• [EXERCISE]: Rewrite the lines from the one holding "outline <item>building column</item>, every" through the one holding "247), (408, 244)]]", inclusive, changing "Photo" to "Image" and keeping everything else the same.

[Collected data entries]
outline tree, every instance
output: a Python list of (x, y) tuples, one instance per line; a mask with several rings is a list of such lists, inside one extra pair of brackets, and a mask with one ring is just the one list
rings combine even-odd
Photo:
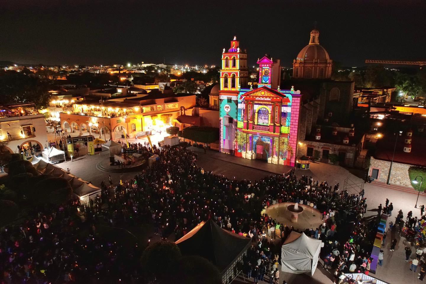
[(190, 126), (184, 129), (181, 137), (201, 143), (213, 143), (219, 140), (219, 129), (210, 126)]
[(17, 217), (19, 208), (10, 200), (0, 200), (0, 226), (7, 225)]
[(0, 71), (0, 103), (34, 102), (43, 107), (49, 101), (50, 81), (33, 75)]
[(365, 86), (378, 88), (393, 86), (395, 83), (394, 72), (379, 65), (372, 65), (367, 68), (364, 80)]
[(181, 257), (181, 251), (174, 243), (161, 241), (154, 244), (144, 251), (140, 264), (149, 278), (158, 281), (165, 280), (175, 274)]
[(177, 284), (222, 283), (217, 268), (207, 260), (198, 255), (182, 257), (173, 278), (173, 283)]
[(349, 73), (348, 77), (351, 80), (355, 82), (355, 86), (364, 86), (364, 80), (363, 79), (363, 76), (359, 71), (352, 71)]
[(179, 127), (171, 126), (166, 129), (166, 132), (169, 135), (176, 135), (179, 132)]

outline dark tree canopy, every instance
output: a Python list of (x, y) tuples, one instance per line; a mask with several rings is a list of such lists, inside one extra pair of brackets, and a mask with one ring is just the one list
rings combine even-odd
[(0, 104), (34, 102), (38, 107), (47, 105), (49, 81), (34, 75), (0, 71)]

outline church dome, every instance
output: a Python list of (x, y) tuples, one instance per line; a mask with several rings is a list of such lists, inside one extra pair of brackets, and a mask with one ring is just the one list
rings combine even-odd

---

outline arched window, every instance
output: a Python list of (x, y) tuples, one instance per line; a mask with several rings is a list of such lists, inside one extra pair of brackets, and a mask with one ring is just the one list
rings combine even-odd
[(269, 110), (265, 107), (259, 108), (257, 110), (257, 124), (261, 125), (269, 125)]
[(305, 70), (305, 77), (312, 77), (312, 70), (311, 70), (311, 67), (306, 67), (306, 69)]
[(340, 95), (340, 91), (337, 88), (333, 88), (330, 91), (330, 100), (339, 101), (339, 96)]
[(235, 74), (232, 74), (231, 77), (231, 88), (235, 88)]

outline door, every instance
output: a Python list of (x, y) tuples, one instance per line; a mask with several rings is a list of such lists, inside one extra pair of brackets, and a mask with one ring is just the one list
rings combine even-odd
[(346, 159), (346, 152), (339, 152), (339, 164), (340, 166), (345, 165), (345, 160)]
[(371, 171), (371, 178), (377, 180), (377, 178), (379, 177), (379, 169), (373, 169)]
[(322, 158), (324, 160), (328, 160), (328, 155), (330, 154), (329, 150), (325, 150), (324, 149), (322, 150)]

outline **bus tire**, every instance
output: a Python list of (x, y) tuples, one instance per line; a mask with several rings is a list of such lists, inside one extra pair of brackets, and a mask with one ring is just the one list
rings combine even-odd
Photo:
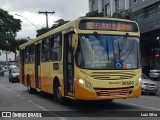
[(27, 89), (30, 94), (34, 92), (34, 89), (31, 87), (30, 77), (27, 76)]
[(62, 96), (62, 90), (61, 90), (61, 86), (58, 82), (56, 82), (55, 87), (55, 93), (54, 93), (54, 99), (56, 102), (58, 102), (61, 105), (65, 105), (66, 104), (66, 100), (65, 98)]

==

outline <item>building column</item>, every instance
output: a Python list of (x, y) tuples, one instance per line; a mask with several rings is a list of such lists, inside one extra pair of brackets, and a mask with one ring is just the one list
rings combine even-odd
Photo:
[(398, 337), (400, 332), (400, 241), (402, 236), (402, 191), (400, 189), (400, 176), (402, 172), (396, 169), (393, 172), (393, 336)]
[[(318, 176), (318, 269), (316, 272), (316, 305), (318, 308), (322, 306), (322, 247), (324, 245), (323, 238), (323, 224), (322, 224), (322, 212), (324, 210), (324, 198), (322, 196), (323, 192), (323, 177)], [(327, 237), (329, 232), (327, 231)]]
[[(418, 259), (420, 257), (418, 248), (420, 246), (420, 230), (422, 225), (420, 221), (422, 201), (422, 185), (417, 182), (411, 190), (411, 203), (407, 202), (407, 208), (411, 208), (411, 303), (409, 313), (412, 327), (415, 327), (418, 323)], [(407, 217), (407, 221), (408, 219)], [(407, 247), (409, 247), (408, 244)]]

• [EXPECTED ANSWER]:
outline <item>building column</item>, every instance
output: a Python list of (x, y) tuples, one instance per line; a mask with several rings is a list of such lists, inside one extra pair of brackets, and a mask with one ring is just the one list
rings combine even-odd
Image:
[(398, 337), (400, 332), (400, 241), (402, 236), (402, 191), (400, 189), (400, 176), (402, 172), (396, 169), (393, 172), (393, 336)]
[[(318, 176), (318, 269), (316, 272), (316, 305), (318, 308), (322, 306), (322, 247), (324, 245), (323, 238), (323, 224), (322, 224), (322, 212), (324, 210), (324, 198), (322, 196), (323, 192), (323, 177)], [(327, 237), (329, 232), (327, 231)]]
[[(418, 259), (420, 257), (418, 248), (420, 246), (420, 230), (422, 225), (420, 221), (422, 201), (422, 185), (417, 182), (411, 190), (411, 203), (407, 202), (407, 208), (411, 208), (411, 303), (409, 313), (412, 327), (415, 327), (418, 323)], [(407, 217), (407, 221), (408, 219)], [(407, 247), (409, 247), (408, 244)]]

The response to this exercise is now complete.